● INSTRUCTIONS FOR THE TASK: Identify the line in which "the pink trowel" appears, then reproduce that line and all remaining lines of the records word for word.

● Natural language region descriptions:
::::
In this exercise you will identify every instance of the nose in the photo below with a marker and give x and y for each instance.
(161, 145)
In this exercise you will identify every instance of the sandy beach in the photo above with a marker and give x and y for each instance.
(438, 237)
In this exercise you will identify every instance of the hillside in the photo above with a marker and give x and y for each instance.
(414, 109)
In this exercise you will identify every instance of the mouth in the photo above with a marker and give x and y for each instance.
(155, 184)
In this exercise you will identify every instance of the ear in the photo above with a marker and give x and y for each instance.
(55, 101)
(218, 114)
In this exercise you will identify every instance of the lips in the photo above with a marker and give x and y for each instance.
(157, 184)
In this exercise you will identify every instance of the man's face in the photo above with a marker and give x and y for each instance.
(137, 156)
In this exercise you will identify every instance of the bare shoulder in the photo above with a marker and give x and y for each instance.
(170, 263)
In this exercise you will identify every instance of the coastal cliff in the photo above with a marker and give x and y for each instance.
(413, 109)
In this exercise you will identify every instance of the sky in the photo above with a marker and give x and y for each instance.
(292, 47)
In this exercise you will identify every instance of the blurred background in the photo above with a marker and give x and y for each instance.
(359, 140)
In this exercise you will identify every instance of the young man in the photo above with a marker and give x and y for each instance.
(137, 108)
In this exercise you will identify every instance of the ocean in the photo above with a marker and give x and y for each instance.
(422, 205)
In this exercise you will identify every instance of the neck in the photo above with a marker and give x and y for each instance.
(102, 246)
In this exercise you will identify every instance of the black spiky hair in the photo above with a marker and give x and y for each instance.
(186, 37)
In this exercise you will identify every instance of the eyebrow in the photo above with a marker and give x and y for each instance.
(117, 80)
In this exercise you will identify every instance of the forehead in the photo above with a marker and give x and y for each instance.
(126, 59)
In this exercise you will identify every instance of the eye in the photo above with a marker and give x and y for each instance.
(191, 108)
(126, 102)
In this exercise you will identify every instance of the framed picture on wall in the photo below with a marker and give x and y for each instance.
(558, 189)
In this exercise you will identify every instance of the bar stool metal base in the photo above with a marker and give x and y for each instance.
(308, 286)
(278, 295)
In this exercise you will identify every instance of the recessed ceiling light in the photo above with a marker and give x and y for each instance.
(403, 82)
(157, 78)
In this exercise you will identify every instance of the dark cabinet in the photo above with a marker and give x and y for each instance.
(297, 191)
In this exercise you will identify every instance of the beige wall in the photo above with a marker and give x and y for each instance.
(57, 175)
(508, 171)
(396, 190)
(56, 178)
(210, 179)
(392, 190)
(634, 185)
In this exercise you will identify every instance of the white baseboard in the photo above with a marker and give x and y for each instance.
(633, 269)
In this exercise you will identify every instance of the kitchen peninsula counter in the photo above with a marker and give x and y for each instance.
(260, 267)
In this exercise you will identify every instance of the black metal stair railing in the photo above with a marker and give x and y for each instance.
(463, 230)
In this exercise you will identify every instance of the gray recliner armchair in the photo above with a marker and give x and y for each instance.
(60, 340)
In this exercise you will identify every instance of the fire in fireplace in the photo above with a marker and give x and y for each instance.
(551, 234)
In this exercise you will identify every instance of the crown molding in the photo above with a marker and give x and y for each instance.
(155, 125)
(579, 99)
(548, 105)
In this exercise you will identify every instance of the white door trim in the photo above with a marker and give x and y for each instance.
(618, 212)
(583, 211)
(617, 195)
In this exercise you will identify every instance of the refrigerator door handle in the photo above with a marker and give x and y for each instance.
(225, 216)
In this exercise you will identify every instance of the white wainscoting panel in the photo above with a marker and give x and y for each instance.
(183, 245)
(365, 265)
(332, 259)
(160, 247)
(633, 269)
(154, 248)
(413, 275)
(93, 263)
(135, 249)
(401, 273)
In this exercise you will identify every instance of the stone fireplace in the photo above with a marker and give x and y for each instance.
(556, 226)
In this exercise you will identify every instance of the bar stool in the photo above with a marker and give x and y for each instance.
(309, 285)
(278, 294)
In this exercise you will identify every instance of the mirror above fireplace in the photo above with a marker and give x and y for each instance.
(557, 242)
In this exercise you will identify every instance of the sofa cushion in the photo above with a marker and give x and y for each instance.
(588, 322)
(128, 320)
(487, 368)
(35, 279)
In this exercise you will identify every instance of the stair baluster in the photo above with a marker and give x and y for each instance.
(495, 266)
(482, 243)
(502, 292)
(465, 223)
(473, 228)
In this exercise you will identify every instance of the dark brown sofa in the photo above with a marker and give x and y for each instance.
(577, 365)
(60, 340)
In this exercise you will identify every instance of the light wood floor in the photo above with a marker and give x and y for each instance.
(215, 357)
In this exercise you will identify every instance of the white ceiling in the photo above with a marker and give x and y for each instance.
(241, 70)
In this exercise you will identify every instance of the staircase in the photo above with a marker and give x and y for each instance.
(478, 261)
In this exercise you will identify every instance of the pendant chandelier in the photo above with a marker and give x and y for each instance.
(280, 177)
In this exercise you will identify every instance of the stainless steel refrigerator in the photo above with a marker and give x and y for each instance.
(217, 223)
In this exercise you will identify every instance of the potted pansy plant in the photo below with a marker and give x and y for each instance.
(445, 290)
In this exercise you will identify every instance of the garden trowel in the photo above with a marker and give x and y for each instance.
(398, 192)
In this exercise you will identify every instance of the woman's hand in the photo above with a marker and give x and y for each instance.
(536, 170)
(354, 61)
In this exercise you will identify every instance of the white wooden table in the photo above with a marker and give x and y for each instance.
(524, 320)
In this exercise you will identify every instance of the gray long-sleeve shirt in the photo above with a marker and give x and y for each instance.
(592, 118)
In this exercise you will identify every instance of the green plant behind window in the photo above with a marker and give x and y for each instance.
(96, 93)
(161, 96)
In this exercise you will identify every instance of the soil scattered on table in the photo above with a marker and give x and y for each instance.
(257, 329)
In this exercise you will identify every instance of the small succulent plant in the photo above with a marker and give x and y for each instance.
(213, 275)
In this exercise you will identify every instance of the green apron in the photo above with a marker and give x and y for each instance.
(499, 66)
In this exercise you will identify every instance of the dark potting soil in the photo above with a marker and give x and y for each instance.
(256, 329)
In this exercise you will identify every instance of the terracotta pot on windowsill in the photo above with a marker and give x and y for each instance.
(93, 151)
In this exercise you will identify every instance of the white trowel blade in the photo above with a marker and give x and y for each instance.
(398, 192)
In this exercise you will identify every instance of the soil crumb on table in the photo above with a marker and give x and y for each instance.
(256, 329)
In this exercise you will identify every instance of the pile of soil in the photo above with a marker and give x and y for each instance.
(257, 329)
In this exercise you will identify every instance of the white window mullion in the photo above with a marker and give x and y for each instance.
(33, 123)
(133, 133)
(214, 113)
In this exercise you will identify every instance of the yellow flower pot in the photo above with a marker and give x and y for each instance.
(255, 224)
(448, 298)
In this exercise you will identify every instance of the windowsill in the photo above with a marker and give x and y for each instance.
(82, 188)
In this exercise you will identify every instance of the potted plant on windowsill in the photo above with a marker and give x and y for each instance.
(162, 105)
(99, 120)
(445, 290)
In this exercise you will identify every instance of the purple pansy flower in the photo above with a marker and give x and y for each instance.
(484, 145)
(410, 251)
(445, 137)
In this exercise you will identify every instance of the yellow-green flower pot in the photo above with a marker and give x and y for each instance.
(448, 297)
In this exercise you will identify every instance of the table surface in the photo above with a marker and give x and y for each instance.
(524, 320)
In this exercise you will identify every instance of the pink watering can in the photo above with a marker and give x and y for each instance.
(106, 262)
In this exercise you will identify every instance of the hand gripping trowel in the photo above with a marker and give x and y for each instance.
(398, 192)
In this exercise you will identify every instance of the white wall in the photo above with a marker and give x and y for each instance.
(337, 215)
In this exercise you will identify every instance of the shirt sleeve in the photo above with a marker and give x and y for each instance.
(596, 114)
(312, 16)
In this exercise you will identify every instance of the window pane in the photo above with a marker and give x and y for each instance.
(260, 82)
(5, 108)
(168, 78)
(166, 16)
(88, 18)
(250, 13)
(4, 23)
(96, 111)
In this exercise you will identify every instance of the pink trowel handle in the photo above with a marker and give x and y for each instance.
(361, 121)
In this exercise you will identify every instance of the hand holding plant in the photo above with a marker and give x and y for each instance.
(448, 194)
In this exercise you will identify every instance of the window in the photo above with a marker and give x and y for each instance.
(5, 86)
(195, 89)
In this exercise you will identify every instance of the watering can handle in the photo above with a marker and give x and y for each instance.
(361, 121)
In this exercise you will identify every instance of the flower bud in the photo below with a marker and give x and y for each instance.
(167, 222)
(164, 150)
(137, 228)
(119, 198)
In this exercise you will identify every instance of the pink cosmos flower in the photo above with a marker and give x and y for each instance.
::::
● SOLUTION FOR THIS EXERCISE:
In this exercise you will identify every instance of the pink trowel handle in the photo above with a marker and give x and y for each instance.
(361, 121)
In this exercise you will identify every instance of the hand holding plant in the photo above with a marker and give x and y for each instance.
(448, 194)
In this exercise you will identify every instance of the window in the photo above with a marker and give x and y for each instance.
(5, 86)
(195, 89)
In this exercise you will identify every instance of the watering can handle in the photo above with a marker and give x and y for each instance.
(361, 121)
In this exercise you will identify every instance of the flower bud in the photo below with a marker and give x and y for each instance.
(167, 222)
(164, 150)
(137, 228)
(119, 198)
In this exercise you will identify every instance of the pink cosmos flower in the photo above with a marker and give x and y for each instance.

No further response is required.